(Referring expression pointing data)
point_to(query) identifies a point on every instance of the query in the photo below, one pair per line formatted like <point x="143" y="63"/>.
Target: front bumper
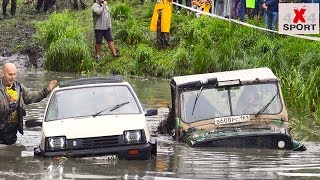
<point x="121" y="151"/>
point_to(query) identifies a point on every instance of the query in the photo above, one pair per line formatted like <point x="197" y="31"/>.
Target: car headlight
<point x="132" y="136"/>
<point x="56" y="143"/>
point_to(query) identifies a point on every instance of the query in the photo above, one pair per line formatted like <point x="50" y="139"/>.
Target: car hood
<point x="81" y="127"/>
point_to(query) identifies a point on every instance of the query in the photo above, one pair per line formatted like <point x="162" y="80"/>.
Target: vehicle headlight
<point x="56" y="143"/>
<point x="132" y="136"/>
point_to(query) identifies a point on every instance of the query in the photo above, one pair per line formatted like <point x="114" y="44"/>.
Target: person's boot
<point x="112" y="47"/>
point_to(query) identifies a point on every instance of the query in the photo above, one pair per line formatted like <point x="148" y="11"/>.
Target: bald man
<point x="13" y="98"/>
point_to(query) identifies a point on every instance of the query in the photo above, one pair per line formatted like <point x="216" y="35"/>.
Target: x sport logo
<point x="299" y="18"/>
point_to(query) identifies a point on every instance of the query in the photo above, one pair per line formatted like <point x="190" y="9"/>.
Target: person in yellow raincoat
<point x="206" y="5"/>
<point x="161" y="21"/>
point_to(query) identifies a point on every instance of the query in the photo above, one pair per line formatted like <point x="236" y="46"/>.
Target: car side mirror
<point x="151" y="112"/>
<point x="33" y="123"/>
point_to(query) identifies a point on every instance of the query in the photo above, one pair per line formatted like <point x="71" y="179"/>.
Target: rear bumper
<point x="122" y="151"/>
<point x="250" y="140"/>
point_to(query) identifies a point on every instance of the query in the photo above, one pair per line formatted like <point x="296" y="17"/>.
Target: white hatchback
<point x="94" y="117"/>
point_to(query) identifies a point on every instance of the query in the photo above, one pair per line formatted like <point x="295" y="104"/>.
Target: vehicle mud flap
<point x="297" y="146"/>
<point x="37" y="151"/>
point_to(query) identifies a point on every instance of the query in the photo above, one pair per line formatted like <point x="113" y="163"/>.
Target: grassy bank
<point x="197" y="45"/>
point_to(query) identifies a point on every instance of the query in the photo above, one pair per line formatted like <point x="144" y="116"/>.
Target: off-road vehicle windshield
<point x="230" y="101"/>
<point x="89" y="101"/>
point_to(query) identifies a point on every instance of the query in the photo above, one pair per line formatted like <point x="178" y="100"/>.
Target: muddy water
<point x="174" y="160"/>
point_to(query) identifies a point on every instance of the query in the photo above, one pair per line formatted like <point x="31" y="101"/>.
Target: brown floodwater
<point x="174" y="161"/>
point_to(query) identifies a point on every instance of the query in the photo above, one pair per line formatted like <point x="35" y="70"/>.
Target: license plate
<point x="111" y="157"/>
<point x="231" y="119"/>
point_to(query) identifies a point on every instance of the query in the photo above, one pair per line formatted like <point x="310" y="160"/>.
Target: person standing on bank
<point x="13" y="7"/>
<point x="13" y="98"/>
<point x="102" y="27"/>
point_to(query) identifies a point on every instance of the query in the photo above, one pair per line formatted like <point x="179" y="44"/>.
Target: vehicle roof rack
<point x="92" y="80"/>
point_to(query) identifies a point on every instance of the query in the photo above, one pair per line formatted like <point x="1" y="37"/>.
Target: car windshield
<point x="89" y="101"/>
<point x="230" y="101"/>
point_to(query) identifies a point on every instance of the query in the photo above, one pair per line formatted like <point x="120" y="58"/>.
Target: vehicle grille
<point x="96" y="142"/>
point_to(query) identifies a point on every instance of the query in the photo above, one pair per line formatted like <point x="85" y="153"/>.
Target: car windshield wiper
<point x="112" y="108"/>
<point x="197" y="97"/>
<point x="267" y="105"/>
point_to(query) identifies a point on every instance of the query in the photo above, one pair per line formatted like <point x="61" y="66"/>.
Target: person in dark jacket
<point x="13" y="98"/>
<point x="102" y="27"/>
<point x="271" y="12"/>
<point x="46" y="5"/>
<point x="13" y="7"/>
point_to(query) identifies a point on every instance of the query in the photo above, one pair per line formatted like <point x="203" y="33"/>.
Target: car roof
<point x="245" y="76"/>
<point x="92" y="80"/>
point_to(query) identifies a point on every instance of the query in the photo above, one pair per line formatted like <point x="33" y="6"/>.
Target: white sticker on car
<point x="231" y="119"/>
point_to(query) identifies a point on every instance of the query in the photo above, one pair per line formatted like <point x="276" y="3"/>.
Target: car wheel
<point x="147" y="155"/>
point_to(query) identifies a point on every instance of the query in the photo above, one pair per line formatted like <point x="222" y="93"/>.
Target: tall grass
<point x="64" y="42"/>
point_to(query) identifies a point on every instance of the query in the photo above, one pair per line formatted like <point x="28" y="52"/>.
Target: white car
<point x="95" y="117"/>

# Problem statement
Return every entry above word for word, and include no images.

# Problem solution
point_to(query) identifies a point on every instance of the query in the photo below, one pair per line formatted like <point x="143" y="63"/>.
Target: front bumper
<point x="121" y="151"/>
point_to(query) identifies a point on every instance of the query in the photo above, one pair per line formatted like <point x="197" y="31"/>.
Target: car headlight
<point x="132" y="136"/>
<point x="56" y="143"/>
point_to(query) identifies a point on every instance of the query in the photo above, one pair per line formatted like <point x="50" y="139"/>.
Target: car hood
<point x="81" y="127"/>
point_to(query) identifies a point on every instance of the query in the photo above, one pair per line formatted like <point x="162" y="80"/>.
Target: vehicle headlight
<point x="56" y="143"/>
<point x="132" y="136"/>
point_to(query) identifies a point on every instance of the query in the photo above, one pair per line formatted like <point x="114" y="44"/>.
Target: person's boot
<point x="112" y="47"/>
point_to(query) identifies a point on every instance of the query in the photo above, one pair per line formatted like <point x="148" y="11"/>.
Target: bald man
<point x="13" y="98"/>
point_to(query) identifies a point on every instance of the query in the photo above, one pair per line formatted like <point x="216" y="35"/>.
Target: x sport logo
<point x="299" y="18"/>
point_to(query) identifies a point on every instance of the query in the photo above, one pair per line formatted like <point x="190" y="9"/>.
Target: person in yellow raincoat
<point x="206" y="5"/>
<point x="161" y="21"/>
point_to(query) identifies a point on every instance of the query in the photo above, one pair per line formatted like <point x="236" y="46"/>.
Target: car side mirror
<point x="151" y="112"/>
<point x="33" y="123"/>
point_to(query) identifies a point on every instance of the query in the photo above, one pair per line formatted like <point x="71" y="179"/>.
Target: rear bumper
<point x="122" y="151"/>
<point x="250" y="140"/>
point_to(query) identifies a point on every instance of the query in the photo above, one pair per line formatted like <point x="296" y="17"/>.
Target: white hatchback
<point x="94" y="117"/>
point_to(query) identifies a point on every instance of the query in the photo above, one pair per line formatted like <point x="295" y="104"/>.
Target: vehicle mud flap
<point x="297" y="146"/>
<point x="37" y="151"/>
point_to(query) identifies a point on every instance of the query in the photo above, one pair per line formatted like <point x="113" y="163"/>.
Target: grassy bank
<point x="197" y="45"/>
point_to(query) identifies a point on every instance of the query in the photo above, one pair per line formatted like <point x="144" y="116"/>.
Target: off-road vehicle windshield
<point x="230" y="101"/>
<point x="89" y="101"/>
point_to(query) identifies a point on every instance of the query in the photo above, one pair per line formatted like <point x="178" y="100"/>.
Target: muddy water
<point x="174" y="160"/>
point_to(query) identifies a point on every instance of the query in the photo above, one pair per line formatted like <point x="31" y="101"/>.
Target: brown floodwater
<point x="174" y="161"/>
point_to(query) identifies a point on every instance of the query in the photo above, one pair per line formatted like <point x="35" y="70"/>.
Target: license plate
<point x="111" y="157"/>
<point x="231" y="119"/>
point_to(query) identifies a point on every instance of the query in the photo above, one pair per line formatted like <point x="310" y="160"/>.
Target: person standing on bank
<point x="13" y="7"/>
<point x="13" y="98"/>
<point x="102" y="27"/>
point_to(query) identifies a point on every instance of the query in the photo above, one pair per line formatted like <point x="179" y="44"/>.
Target: vehicle roof rack
<point x="92" y="80"/>
point_to(query) identifies a point on every instance of the query in the photo above, one pair per line formatted like <point x="1" y="37"/>.
Target: car windshield
<point x="89" y="101"/>
<point x="230" y="101"/>
point_to(query) identifies a point on every instance of the query in the photo above, one pair per line formatted like <point x="120" y="58"/>.
Target: vehicle grille
<point x="96" y="142"/>
point_to(query) identifies a point on every instance of the query in the photo above, one pair per line formatted like <point x="85" y="153"/>.
Target: car windshield wiper
<point x="112" y="108"/>
<point x="197" y="97"/>
<point x="267" y="105"/>
point_to(query) identifies a point on every instance of the query in the photo above, one pair per line formatted like <point x="61" y="66"/>.
Target: person in dark jacket
<point x="13" y="98"/>
<point x="102" y="27"/>
<point x="271" y="12"/>
<point x="46" y="5"/>
<point x="13" y="7"/>
point_to(query) identifies a point on every instance of the query in the photo above, one pair per line formatted like <point x="203" y="33"/>.
Target: car roof
<point x="245" y="76"/>
<point x="92" y="80"/>
point_to(query) identifies a point on every instance of the query in the photo above, one pair per line formatted like <point x="33" y="6"/>.
Target: white sticker on car
<point x="231" y="119"/>
point_to(query) identifies a point on every instance of the query in the photo above, one pair per line formatted like <point x="276" y="3"/>.
Target: car wheel
<point x="147" y="155"/>
point_to(query) identifies a point on every instance of the query in the photo above, one pair per line formatted like <point x="222" y="93"/>.
Target: tall grass
<point x="64" y="42"/>
point_to(query) identifies a point on every instance of the query in the photo above, one pair per line formatted like <point x="28" y="52"/>.
Target: white car
<point x="95" y="117"/>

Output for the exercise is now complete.